## QUÉ HACER
A - Devuelve literalmente la parte del fragmento sobre Hitchcock que empieza en "Las entrevistas fueron" y termina en "loos soldados muertos.".
B - Por favor, reanuda el fragmento sobre Hitchcock a partir de su última oración.

## FRAGMENTO
+ + + + +

Lo que hace Hitchcock (de aquí en adelante H.) es responder con sinceridad y elegancia, es decir, sin hacer sangre, ni exagerar lo que le molesta o le preocupa. Pero tampoco se calla nada porque, en otro caso, la entrevista (más de cincuenta horas de conversación) sería un paseo, un bluff. Se habla, siguiendo un orden cronológico, de la vida y del trabajo de H., y se repasan sus películas, una por una, haciendo hincapié en lo más interesante, las condiciones de trabajo, de dónde surge el guión, qué pasa con los actores, cuáles son los aspectos técnicos más interesantes, qué acogida tuvieron sus películas, qué resultados se derivaron de ellas...

Los aspectos técnicos están muy presentes pero no cansan, ni son ininteligibles. Tienen su justo punto. Y Truffaut (desde ahora T.) escribe admirablemente y tiene un enorme respeto por H. y, sobre todo, un gran conocimiento de su obra. Sin ese conocimiento la entrevista no tendría ningún sentido. 

H. fue un adolescente acomplejado. Su físico, "orondo", como lo califica T., no daba para muchas alegrías. Era solitario y, por tanto, tenía su propio mundo interior. "Cuando se dio cuenta, siendo adolescente, que su físico lo apartaba de los demás, H. se retiró del mundo y lo observó con una severidad inaudita". "Recordaba muy bien al pequeño estudiante A. H. manteniéndose aparte durante el recreo. Apoyado contra una pared, observaba cómo sus pequeños amigos jugaban al balón, con un aire de desdén, con las dos manos cruzadas sobre su vientre". 

Alfred Hitchcock había nacido en Londres, el trece de agosto de 1899 y pertenecía a una familia católica, lo que tampoco era usual pues estaba rodeado de anglicanos. Se educó en los jesuitas y tampoco destacó. Cuenta su enorme miedo al castigo físico (la palmeta) y su medianía en las notas. Sus entretenimientos eran leer revistas de cine, ir al cine y al teatro. Todo en soledad. Hay una frase de Louis-Ferdinand Celine que H. recuerda a T.: en la vida existen los exhibicionistas y los mirones, los primeros son los protagonistas de la vida y los otros son los observadores. H. era, evidentemente, y él lo sabía, un observador. 

Las entrevistas fueron grabadas en 1962 en los Estudios Universal, usando como traductora a la amiga de T. Helen Scott. En ese tiempo él estaba haciendo el montaje de Los pájaros. Fueron unas quinientas preguntas organizadas en torno a cuatro bloques: las circunstancias del nacimiento de cada película, la elaboración del guión, el problema de la puesta en escena y la estimación personal de los resultados. Quedó claro el objetivo del cine de H.: impedir que la banalidad se instale en la pantalla. Y la opinión general de T. sobre el director americano: Su obra continuaba viviendo como los relojes de pulsera de loos soldados muertos.

+ + + + +

## REGISTROS DE DATOS
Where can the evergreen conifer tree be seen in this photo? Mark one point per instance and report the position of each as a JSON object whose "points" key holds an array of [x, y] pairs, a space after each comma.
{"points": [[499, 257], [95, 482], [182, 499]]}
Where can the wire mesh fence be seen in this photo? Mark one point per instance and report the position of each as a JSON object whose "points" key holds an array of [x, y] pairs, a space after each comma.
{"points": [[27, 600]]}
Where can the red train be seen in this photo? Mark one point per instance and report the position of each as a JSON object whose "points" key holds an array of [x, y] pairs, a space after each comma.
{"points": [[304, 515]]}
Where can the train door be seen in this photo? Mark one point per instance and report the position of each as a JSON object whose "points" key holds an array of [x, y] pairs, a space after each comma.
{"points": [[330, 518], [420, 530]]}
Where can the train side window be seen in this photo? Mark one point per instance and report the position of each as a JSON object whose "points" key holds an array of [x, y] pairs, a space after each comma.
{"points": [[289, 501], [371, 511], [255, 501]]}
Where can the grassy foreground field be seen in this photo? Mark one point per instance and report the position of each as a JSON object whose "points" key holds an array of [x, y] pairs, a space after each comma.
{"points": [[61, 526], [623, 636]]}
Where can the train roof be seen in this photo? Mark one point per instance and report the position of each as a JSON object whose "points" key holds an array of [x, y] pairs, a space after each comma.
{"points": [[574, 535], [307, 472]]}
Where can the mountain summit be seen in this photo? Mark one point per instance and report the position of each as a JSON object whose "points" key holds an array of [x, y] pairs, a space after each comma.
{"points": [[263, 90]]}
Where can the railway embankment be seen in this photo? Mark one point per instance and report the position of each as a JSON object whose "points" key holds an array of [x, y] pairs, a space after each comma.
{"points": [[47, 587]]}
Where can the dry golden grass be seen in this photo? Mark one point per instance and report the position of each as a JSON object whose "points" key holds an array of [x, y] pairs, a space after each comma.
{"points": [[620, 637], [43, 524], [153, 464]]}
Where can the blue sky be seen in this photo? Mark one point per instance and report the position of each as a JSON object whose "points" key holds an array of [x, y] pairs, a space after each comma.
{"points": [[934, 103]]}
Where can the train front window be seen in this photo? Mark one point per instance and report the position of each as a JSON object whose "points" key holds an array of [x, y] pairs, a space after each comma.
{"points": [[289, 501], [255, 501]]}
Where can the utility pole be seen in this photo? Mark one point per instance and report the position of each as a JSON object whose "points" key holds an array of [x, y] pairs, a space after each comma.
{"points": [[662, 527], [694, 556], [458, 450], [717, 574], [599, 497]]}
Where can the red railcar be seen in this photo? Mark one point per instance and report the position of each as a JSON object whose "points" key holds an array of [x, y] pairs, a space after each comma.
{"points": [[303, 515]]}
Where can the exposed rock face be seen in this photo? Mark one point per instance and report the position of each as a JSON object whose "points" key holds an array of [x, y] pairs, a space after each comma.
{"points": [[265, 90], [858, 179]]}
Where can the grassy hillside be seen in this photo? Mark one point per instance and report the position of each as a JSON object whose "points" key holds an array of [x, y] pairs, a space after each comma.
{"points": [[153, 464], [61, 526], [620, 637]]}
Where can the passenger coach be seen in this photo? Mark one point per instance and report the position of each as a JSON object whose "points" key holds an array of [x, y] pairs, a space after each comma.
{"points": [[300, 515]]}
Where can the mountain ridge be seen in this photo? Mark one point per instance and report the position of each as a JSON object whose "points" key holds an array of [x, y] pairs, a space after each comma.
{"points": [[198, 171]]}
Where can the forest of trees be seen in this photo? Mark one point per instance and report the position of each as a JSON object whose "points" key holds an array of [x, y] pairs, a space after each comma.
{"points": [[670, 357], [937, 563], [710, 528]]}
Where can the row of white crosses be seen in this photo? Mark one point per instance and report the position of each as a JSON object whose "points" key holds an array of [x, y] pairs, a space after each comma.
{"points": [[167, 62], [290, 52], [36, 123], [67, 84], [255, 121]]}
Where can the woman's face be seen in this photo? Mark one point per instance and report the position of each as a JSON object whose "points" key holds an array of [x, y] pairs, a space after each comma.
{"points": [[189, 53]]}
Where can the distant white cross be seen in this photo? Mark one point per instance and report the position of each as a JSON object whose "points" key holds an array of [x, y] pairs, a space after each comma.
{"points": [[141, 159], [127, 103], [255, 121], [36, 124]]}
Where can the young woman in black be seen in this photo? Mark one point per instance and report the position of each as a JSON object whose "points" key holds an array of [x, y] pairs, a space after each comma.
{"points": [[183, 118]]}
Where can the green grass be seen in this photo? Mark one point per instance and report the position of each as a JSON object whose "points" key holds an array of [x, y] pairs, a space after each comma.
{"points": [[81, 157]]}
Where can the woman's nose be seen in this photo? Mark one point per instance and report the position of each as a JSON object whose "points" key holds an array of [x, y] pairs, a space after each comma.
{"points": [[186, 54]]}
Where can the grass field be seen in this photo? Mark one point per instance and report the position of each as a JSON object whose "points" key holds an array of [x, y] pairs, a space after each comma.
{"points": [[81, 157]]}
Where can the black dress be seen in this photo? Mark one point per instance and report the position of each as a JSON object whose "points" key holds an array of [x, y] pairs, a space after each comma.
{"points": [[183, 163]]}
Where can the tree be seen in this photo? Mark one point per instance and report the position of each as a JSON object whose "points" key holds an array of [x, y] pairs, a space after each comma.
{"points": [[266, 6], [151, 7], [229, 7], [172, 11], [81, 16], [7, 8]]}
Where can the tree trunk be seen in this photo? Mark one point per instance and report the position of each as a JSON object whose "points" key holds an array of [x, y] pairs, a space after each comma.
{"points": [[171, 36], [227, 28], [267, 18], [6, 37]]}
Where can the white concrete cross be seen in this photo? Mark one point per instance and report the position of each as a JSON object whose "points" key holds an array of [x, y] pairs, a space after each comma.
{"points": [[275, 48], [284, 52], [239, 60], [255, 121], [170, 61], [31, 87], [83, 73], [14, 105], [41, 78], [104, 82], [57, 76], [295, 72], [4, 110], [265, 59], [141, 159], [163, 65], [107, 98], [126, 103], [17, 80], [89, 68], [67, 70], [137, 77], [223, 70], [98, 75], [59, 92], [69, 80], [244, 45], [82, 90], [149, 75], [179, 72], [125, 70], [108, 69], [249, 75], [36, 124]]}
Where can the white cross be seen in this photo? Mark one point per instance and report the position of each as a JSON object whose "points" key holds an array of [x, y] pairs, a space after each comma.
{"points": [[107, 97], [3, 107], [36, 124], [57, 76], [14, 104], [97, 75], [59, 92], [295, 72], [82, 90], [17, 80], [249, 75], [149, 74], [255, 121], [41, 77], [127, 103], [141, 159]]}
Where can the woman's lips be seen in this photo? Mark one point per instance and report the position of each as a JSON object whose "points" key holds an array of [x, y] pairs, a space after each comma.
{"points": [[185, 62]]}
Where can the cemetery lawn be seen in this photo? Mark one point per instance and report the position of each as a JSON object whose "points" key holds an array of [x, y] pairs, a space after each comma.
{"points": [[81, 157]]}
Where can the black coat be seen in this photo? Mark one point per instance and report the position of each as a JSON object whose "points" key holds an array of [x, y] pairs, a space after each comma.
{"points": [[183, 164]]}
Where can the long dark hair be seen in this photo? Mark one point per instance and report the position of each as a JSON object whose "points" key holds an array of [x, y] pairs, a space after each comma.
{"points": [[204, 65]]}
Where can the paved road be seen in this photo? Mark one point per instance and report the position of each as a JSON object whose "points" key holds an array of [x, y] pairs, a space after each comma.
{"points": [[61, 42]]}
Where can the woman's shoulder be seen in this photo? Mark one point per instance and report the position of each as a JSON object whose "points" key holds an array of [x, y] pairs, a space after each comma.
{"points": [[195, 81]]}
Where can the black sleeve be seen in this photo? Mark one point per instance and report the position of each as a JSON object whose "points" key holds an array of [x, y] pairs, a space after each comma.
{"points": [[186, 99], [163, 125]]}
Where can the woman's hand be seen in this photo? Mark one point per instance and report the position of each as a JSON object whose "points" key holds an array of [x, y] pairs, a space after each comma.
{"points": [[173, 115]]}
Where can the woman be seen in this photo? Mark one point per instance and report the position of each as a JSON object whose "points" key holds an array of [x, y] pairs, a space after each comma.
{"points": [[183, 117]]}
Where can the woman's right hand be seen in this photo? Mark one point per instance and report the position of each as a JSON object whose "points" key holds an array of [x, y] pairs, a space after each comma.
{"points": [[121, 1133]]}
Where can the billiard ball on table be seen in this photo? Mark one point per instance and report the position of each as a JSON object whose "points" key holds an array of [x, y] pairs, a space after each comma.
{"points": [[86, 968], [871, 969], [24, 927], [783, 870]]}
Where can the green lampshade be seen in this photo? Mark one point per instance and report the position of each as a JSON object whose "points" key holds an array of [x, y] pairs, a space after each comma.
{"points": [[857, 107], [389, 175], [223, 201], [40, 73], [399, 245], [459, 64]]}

+ + + + +

## RESPUESTAS ESCRITAS
A -
Las entrevistas fueron grabadas en 1962 en los Estudios Universal, usando como traductora a la amiga de T. Helen Scott. En ese tiempo él estaba haciendo el montaje de Los pájaros. Fueron unas quinientas preguntas organizadas en torno a cuatro bloques: las circunstancias del nacimiento de cada película, la elaboración del guión, el problema de la puesta en escena y la estimación personal de los resultados. Quedó claro el objetivo del cine de H.: impedir que la banalidad se instale en la pantalla. Y la opinión general de T. sobre el director americano: Su obra continuaba viviendo como los relojes de pulsera de loos soldados muertos.

B -
 Estudió Dibujo e Ingeniería y admiraba enormemente a Chaplin, Griffith, Keaton y Fairbanks. Entró en el mundo del cine como titulador y luego como ayudante de dirección. Era el año 1922 y era cine mudo, el cine más puro, según él mismo, porque la esencia es la imagen. Mientras trabajaba conoció a su mujer para siempre, Alma Reville, inteligente, dispuesta y muy trabajadora. Y llegó el momento en que comenzó a dirigir películas mudas: The Lodger, Downhill, Easy Virtue, The Ring, The Farmer's Wife, Champagne, The Manxman, su última película muda. Una revolución había llegado al cine con el sonoro. 

Su primera película sonora fue Blackmail (1928/29) y seguiría rodando en Inglaterra otra serie que forman parte de su primera época, entre ellas la primera versión de El hombre que sabía demasiado (1934), Murder, Treinta y nueve escalones, El agente secreto, Inocencia y juventud o Alarma en el expreso, de 1938, su última película inglesa porque entonces recibe la llamada del todopoderoso (y entrometido) productor todoterreno de la Universal, David O'Selznick y entonces comienza su aventura americana. 

La primera película que hizo en los Estados Unidos, Rebecca, fue un enorme éxito y sigue siendo una película de culto, fascinante, que no pasa de moda y en la que tuvo la osadía de que el peligro fuera invisible. Resulta muy interesante leer las peripecias del rodaje, cómo admiraba a Laurence Olivier (un verdadero inglés elegante) y cómo consideraba que Joan Fontaine era la actriz adecuada, precisamente por su timidez y su sosería. El siguiente gran éxito americano fue Sospecha, otra vez con Joan Fontaine y con Cary Grant, una película a la que se le daría una vuelta de tuerca en el final porque "Cary Grant no podía ser nunca un asesino". Alma Reville y Joan Harrison, ayudantes y coguionistas, estaban siempre con él al quite de todo.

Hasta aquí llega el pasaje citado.